- [Given instruction]: Count the lines of the following listing that contain the word "below". Reply with the number alone.

>> BEGIN

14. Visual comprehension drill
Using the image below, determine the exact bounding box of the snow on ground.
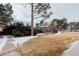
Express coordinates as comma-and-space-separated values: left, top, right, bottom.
63, 40, 79, 56
0, 36, 37, 51
11, 36, 37, 46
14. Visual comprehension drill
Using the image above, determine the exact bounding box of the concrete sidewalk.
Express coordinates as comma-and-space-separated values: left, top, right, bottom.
63, 40, 79, 56
0, 41, 19, 56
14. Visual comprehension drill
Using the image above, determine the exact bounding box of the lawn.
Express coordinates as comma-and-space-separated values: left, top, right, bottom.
17, 33, 79, 56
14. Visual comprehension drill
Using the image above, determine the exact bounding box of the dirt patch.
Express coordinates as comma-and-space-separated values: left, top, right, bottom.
18, 33, 79, 56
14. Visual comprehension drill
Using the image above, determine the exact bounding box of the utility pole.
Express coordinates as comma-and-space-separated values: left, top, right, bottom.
31, 3, 34, 36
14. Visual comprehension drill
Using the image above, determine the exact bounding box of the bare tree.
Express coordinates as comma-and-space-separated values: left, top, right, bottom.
31, 3, 53, 35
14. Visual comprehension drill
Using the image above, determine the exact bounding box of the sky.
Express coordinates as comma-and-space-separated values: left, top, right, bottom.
12, 3, 79, 23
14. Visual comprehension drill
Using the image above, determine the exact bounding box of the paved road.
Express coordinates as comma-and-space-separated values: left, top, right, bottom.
64, 40, 79, 56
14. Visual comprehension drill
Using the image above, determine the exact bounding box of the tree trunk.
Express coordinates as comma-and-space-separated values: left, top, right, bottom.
31, 3, 33, 36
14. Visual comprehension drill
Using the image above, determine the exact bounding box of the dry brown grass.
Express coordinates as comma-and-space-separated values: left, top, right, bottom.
18, 33, 79, 56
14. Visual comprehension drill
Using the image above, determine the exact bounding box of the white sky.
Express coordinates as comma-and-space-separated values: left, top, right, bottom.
12, 3, 79, 23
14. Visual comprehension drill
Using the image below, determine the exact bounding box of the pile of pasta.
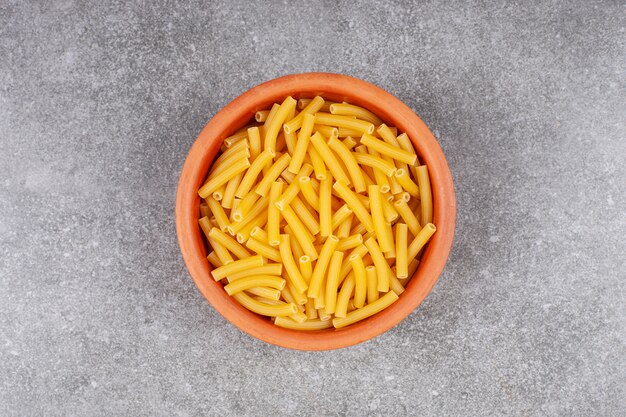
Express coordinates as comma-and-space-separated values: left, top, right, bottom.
198, 97, 436, 330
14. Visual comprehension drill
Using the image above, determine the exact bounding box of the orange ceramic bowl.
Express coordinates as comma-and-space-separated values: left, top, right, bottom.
176, 73, 456, 350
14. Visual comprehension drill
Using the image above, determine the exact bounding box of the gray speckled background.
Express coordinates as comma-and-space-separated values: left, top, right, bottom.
0, 0, 626, 416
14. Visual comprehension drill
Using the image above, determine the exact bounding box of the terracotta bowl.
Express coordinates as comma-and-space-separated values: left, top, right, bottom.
176, 73, 456, 350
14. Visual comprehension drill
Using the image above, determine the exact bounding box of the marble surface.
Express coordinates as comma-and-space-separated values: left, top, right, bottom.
0, 0, 626, 416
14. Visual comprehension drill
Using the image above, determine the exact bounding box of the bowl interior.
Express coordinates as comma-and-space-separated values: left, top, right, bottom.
176, 73, 455, 350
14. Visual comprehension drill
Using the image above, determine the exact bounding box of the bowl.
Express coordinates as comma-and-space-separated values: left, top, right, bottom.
176, 73, 456, 350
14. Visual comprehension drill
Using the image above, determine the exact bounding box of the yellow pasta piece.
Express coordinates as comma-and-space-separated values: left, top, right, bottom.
254, 110, 270, 123
233, 292, 298, 317
284, 225, 304, 259
207, 237, 234, 265
324, 251, 343, 315
379, 193, 400, 223
335, 214, 354, 239
281, 206, 317, 260
393, 200, 422, 236
298, 177, 320, 212
285, 114, 315, 174
417, 165, 433, 224
333, 181, 374, 232
274, 317, 333, 330
298, 255, 313, 284
394, 168, 419, 197
221, 172, 244, 209
246, 238, 282, 263
307, 146, 327, 181
231, 188, 260, 222
319, 178, 333, 237
224, 129, 248, 148
333, 291, 398, 329
283, 96, 324, 132
211, 255, 265, 281
330, 103, 383, 126
396, 133, 420, 178
361, 133, 417, 165
364, 237, 391, 292
264, 96, 296, 151
291, 197, 320, 236
278, 235, 308, 293
396, 223, 409, 278
235, 149, 276, 198
250, 226, 269, 243
198, 158, 250, 198
330, 204, 352, 233
228, 264, 283, 282
224, 274, 285, 295
349, 254, 367, 308
304, 298, 317, 320
207, 140, 252, 181
364, 265, 378, 302
246, 287, 281, 304
315, 112, 374, 134
205, 196, 230, 231
339, 245, 367, 284
227, 197, 269, 235
353, 152, 396, 177
366, 185, 393, 250
200, 202, 211, 217
209, 227, 250, 259
267, 182, 283, 246
311, 132, 350, 185
254, 153, 291, 197
407, 223, 437, 259
328, 137, 366, 193
206, 251, 224, 268
336, 234, 363, 251
248, 126, 261, 162
307, 235, 339, 298
341, 136, 357, 151
335, 273, 354, 317
283, 278, 308, 304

>> END

- [Response]: 2